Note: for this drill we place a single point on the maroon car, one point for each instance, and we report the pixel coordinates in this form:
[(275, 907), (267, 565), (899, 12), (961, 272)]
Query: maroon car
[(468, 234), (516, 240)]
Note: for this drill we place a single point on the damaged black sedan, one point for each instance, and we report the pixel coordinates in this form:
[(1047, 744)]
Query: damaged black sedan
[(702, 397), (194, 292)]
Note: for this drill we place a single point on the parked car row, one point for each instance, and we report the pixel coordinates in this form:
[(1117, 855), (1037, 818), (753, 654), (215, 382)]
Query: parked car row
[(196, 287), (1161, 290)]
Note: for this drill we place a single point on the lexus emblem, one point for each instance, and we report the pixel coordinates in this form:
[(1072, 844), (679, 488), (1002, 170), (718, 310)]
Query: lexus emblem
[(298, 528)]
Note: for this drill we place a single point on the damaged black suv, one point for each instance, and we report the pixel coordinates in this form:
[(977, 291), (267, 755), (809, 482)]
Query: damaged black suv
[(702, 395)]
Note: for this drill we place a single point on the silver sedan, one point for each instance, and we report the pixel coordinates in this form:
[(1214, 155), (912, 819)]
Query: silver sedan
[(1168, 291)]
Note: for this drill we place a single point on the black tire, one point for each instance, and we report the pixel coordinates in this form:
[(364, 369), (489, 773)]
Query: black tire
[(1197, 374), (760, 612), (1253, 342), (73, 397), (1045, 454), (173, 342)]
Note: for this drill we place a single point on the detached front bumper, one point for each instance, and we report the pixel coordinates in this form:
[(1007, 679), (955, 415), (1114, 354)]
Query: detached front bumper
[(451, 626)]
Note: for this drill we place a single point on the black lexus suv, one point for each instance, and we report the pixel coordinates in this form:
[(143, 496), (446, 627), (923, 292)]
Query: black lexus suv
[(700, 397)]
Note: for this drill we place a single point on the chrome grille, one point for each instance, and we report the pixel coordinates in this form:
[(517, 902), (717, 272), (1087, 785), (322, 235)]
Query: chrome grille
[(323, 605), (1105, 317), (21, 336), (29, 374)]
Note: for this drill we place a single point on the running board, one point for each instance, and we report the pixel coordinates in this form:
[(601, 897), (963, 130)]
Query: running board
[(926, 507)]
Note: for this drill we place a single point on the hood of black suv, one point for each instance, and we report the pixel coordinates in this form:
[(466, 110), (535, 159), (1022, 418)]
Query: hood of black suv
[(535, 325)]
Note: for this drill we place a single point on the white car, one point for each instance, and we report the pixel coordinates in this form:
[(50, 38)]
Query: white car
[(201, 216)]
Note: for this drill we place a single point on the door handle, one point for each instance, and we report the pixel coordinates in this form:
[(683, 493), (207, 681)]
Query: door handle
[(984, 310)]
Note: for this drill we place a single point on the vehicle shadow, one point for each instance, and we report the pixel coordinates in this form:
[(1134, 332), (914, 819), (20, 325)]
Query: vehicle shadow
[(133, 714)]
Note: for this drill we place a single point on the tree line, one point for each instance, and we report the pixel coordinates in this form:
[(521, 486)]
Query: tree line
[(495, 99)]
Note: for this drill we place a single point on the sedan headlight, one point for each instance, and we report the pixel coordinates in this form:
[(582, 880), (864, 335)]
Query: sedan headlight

> _Your objective_
Reproduce only the lines above spanning from the line containing "[(517, 902), (717, 272), (1087, 785), (322, 235)]" through the line containing "on the door", word for word.

> _Answer for the task_
[(517, 902), (717, 272), (1087, 785), (322, 235)]
Query: chrome grille
[(323, 605), (1105, 317), (21, 336), (29, 374)]
Note: for this drill we place a single point on the running board, one point for each instance, and we report the pixel coordinates in this form:
[(601, 897), (963, 130)]
Query: running board
[(926, 507)]
Note: for this drill we place a single point on the hood of black suv, one point for each instance, and we report the pixel coordinates in this form:
[(466, 110), (535, 159), (1022, 418)]
Query: hood of black suv
[(535, 325)]
Note: for this drill we place a single point on the white car, one point for each instance, and we report the pixel coordinates in this form:
[(50, 38)]
Query: white car
[(201, 216)]
Note: for this drill we place a single point on the door handle, one point for each instance, and we report the pixel coordinates in this form:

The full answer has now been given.